In the records below, tally every line containing "yellow". Report only the total.

[Opening Information shown section]

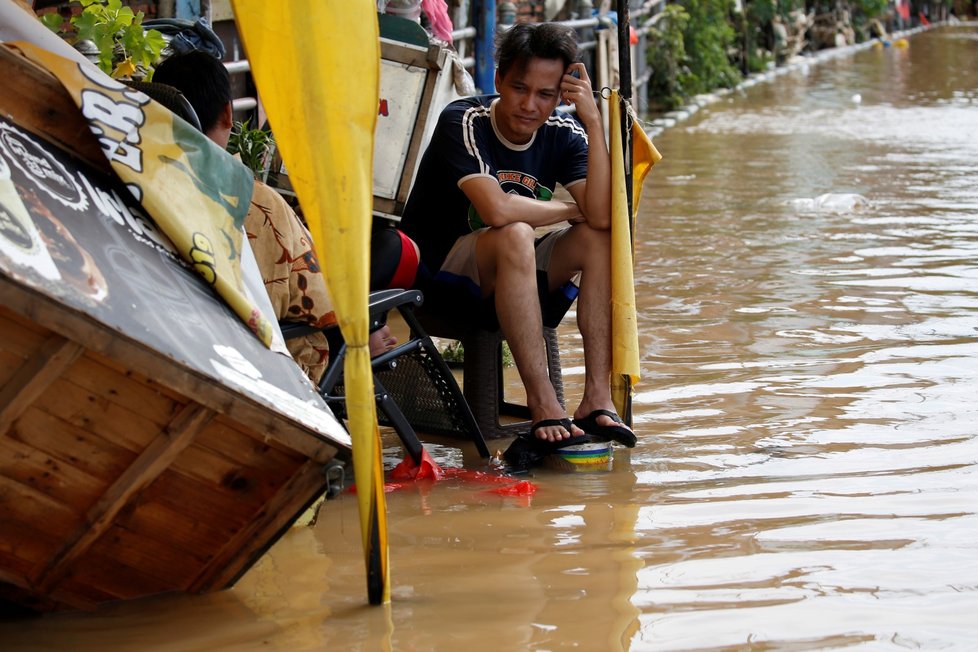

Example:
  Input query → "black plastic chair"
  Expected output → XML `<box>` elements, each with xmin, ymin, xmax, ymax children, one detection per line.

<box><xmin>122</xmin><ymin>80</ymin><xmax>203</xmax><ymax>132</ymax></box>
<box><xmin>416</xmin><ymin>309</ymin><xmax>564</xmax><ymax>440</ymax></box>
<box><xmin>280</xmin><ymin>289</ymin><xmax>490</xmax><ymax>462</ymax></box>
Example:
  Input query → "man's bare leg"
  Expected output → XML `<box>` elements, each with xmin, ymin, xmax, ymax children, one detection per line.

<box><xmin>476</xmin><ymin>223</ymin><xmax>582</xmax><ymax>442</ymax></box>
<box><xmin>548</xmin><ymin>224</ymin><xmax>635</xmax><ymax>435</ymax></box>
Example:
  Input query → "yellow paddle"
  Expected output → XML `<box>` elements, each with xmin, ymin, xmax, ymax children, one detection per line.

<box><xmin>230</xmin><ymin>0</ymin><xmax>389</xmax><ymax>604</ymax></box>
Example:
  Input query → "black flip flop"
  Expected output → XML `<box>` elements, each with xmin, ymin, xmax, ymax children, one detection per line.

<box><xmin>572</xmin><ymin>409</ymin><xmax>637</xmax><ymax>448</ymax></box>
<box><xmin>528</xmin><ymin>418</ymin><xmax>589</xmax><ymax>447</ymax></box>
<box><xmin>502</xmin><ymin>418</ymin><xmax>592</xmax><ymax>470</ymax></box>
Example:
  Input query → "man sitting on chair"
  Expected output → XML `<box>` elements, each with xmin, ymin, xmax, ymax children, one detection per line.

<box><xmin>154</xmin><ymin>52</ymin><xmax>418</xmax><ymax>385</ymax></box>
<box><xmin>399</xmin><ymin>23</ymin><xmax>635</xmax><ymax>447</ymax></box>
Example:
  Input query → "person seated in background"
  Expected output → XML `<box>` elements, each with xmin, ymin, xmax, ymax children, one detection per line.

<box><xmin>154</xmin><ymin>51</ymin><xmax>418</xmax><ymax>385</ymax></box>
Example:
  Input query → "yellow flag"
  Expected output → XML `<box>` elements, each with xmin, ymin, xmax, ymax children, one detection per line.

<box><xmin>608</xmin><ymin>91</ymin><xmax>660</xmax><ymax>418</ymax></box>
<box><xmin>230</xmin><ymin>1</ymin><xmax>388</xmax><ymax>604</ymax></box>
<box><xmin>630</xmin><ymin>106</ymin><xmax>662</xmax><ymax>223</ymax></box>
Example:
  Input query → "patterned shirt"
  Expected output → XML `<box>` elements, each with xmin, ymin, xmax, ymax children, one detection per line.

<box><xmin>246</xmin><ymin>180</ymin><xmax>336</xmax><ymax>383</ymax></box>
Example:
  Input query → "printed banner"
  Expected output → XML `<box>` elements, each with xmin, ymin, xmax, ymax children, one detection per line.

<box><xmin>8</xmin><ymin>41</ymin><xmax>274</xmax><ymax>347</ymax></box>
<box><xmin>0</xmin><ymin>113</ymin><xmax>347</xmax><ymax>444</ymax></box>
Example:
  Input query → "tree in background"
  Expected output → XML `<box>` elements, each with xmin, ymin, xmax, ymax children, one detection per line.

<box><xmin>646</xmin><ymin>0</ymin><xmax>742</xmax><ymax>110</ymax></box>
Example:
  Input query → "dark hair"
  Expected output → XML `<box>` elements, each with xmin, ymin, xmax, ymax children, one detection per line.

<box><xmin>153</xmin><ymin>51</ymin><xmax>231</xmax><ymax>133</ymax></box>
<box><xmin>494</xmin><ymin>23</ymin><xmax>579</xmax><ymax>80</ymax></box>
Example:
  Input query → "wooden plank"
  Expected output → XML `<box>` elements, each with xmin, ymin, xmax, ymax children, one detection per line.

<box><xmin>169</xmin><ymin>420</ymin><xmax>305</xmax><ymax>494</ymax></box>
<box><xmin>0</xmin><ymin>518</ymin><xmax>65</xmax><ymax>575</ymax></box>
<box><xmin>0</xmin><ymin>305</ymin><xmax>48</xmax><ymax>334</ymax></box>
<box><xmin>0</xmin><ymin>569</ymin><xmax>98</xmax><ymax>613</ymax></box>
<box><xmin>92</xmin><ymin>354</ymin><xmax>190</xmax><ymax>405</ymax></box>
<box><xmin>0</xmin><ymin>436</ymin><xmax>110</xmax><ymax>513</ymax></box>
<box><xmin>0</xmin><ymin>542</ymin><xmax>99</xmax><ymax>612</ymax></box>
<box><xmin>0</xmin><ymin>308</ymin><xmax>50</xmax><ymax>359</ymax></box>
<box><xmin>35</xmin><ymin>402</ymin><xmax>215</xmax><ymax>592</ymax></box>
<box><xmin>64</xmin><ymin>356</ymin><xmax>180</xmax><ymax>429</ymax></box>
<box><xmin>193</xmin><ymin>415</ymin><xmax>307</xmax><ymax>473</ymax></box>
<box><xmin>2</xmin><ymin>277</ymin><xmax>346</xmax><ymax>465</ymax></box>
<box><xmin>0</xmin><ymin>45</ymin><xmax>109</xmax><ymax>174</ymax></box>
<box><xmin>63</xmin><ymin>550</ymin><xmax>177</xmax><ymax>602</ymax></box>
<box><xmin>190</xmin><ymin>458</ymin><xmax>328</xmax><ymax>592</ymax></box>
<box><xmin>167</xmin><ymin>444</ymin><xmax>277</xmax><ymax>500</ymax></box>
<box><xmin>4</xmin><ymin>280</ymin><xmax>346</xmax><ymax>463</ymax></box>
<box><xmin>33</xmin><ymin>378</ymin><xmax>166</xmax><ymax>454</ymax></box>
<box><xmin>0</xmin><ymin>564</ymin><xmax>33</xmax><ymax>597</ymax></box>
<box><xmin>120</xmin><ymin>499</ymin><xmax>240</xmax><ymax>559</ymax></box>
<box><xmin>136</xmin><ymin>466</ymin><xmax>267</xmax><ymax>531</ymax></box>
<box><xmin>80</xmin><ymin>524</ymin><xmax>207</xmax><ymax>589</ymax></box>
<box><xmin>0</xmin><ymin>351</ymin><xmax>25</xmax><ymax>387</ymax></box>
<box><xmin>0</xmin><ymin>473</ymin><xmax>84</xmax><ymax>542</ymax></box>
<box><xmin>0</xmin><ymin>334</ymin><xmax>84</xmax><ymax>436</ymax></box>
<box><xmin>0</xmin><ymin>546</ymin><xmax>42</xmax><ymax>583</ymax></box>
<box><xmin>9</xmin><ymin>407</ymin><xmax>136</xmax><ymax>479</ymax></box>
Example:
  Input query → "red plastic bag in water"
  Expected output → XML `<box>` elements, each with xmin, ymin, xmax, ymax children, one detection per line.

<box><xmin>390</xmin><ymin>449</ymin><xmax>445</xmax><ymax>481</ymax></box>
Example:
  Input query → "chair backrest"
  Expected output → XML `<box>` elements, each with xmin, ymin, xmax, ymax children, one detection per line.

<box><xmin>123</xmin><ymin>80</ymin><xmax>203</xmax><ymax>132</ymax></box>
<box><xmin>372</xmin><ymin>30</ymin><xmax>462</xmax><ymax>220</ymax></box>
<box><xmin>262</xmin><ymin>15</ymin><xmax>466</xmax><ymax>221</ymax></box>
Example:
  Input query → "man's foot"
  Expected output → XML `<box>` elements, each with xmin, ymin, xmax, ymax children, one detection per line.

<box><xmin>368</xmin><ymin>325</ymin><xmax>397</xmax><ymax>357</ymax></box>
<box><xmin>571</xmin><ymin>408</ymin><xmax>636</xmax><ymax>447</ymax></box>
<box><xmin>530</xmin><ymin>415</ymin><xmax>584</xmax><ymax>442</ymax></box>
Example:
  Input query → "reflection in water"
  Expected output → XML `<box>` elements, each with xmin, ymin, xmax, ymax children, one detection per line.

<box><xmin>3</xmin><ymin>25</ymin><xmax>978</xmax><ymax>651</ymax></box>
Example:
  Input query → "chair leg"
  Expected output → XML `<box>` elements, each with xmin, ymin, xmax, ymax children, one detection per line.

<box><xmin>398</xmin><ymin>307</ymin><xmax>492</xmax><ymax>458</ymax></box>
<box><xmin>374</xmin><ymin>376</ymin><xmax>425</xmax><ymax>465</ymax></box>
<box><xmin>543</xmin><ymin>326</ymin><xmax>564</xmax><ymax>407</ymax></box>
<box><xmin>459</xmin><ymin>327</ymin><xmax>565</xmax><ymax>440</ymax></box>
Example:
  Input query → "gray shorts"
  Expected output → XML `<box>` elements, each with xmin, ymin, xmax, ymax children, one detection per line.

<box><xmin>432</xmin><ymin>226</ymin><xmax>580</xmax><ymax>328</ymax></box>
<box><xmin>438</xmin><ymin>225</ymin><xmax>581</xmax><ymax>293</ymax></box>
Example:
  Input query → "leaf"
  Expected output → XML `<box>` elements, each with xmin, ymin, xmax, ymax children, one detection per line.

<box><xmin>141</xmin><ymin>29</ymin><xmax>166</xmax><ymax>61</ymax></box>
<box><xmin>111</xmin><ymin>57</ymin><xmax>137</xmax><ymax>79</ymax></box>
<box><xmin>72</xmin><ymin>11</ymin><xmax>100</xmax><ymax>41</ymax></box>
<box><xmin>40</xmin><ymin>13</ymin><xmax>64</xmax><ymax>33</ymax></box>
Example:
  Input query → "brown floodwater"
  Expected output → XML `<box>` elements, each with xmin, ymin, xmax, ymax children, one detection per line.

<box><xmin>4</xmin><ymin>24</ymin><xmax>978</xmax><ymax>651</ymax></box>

[Closing Information shown section]

> _Answer to this task_
2